• **Énoncé**
Relevez toutes les personnes désignées par leur nom dans le texte sur Stavanger ci-dessous.

• **Extrait du texte**
——
À Stavanger, le cœur du secteur pétrolier et gazier norvégien, les retombées de la guerre de la Russie en Ukraine ont entraîné un changement de fortune.

La découverte de pétrole offshore à la fin des années 1960 a transformé cette partie du littoral d’un village de pêcheurs en un lieu où Elon Musk s’arrête pour prononcer un discours, enrichissant du même coup la Norvège. Mais les préoccupations concernant le changement climatique ont mis un point d’interrogation sur l’avenir de la ville – jusqu’à la guerre.

« Nous sommes passés de zéro à un héros en peu de temps », a déclaré Kolbjorn Andreassen, responsable de la communication pour Offshore Norge, une association industrielle basée à Stavanger.

« Les gens ne prêtaient pas attention à notre rôle dans la sécurité énergétique. Ils nous considéraient simplement comme des émetteurs », a-t-il déclaré. Maintenant, a-t-il ajouté, « l’Europe réalise à quel point elle a réellement besoin de nous ».

Les besoins élevés et la faible offre ont conduit à des prix astronomiques, une dynamique que lui et d’autres personnes du secteur pétrolier et gazier norvégien considèrent comme un fait naturel et neutre de la vie.

« J’ai vu des prix bas et des prix élevés au cours des décennies », a déclaré Frode Leversund, directeur général de Gassco, un important opérateur de gazoduc norvégien qui envoie du gaz en Europe. Pour l’instant, dit Leversund, il se concentre sur la livraison de gaz.

« L’UE et la Commission se plaignent du prix, mais c’est un prix basé sur le marché », a déclaré Bjorn Vidar Leroen, un vétéran de l’industrie et l’auteur d’un livre sur l’histoire du champ gazier de Troll. « C’est le prix que vous devez payer aujourd’hui ».
——
• **Données brutes**
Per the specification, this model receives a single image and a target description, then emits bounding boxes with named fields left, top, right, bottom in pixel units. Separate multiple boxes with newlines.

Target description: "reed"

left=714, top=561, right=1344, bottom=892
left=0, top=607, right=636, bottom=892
——
• **Réponse**
Elon Musk, Kolbjorn Andreassen, Frode Leversund et Bjorn Vidar Leroen sont les quatre personnes nommées.